■ Task requirements
Quote all of the data below exactly, please.

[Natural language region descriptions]
++++++++

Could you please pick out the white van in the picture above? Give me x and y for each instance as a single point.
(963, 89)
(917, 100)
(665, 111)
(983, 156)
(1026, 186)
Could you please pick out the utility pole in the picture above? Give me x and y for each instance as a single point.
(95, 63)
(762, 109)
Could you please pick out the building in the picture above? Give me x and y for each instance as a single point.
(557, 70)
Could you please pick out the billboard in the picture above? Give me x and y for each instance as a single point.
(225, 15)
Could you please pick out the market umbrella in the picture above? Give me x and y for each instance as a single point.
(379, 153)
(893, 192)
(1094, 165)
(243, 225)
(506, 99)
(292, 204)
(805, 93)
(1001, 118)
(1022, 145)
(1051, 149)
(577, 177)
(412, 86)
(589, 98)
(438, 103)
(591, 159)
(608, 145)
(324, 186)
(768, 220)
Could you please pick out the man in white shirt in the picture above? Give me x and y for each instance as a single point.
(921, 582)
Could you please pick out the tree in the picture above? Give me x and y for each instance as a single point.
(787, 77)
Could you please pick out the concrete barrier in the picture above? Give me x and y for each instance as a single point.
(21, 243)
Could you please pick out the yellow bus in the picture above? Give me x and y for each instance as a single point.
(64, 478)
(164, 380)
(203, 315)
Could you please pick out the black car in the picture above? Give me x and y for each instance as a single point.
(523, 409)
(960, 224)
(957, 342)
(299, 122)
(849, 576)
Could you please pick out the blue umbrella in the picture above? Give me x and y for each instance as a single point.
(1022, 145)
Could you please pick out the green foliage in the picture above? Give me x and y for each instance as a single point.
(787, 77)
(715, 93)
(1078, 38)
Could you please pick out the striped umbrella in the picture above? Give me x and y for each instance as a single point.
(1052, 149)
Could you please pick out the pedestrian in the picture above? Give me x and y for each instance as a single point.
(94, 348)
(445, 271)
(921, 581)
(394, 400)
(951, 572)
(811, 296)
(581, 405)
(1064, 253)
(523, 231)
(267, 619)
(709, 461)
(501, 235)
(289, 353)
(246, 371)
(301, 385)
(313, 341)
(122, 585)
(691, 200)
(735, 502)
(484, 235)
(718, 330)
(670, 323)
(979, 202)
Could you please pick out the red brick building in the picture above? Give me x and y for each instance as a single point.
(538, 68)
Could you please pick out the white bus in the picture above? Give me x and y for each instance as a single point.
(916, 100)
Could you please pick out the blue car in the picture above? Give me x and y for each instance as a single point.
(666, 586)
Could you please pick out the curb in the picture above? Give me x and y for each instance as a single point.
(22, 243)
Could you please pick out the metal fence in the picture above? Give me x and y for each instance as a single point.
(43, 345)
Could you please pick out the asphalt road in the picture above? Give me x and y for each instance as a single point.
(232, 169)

++++++++

■ Written solution
Could you please pick out the white van in the picture above? Give me x and y for each instance as a single point.
(963, 89)
(917, 100)
(665, 111)
(983, 156)
(1026, 186)
Could you please pick out the utility pole in the picture above? Give me x and y for each instance as a single point.
(95, 63)
(762, 109)
Could you please pick out the building in the picture above? Give me x and y for each instance as a single point.
(557, 70)
Could you please pick out the billboard in the picture above? Give me x and y for each instance as a single point.
(225, 15)
Could you please pick out the market umbrella in the picture above? Give me x and y for each instance as a single point.
(379, 153)
(893, 192)
(1094, 165)
(243, 225)
(506, 99)
(292, 204)
(805, 93)
(1001, 118)
(1022, 145)
(1051, 149)
(577, 177)
(412, 86)
(589, 98)
(438, 103)
(591, 159)
(608, 145)
(324, 186)
(768, 220)
Could you please pick out the man in white shirt in the picture above? Give me x and y for each instance as a single point.
(921, 582)
Could you please pick out the tree in the picture above? Give me x and y for each instance as a single point.
(787, 77)
Could you please pick out the concrete barrier in the picture above? Give me x and y for each instance as a single point.
(21, 243)
Could you please pick out the yellow bus in the picture above? Give me x and y for each instance as a single point.
(64, 478)
(164, 380)
(203, 315)
Could you please pick out the black car in the picture above? Give me x and y for each instance as a single point.
(523, 409)
(960, 224)
(957, 342)
(299, 122)
(849, 576)
Could you please pick out the blue umbrella in the picture above? Give me x and y for each instance as a single point.
(1022, 145)
Could you please pick out the green foliage in the picture above? Give me x and y for each instance as a single point.
(787, 77)
(715, 93)
(1078, 38)
Could you please pick out the striped umbrella in the picture above? Give me x and y for each instance as a single point.
(1052, 149)
Could you please pick out the pedestrian in the picture above? Give me x and y for each instance as a single point.
(94, 348)
(445, 271)
(921, 581)
(394, 400)
(951, 572)
(811, 296)
(581, 405)
(1064, 253)
(523, 231)
(267, 619)
(709, 461)
(501, 235)
(289, 353)
(246, 371)
(301, 385)
(313, 341)
(122, 585)
(691, 200)
(735, 502)
(484, 235)
(718, 330)
(670, 323)
(979, 202)
Could you please pick out the red brick building in the picture above? Give me x and y for each instance as a single point.
(538, 68)
Could you please pick out the white bus in the picture above? Give me x and y for each instance as a single point.
(916, 100)
Could you please pick out the blue car in the picture above? Give me x and y for each instance as a single point.
(666, 586)
Could you please pick out the curb in the picture above? Give me x and y for each instance as a single point.
(22, 243)
Could you please pick out the metal fence in the picture above? Give me x and y for each instance as a single point.
(43, 345)
Could you please pick out the asphalt road in the picture above? Give me x and y for each instance as a single point.
(232, 169)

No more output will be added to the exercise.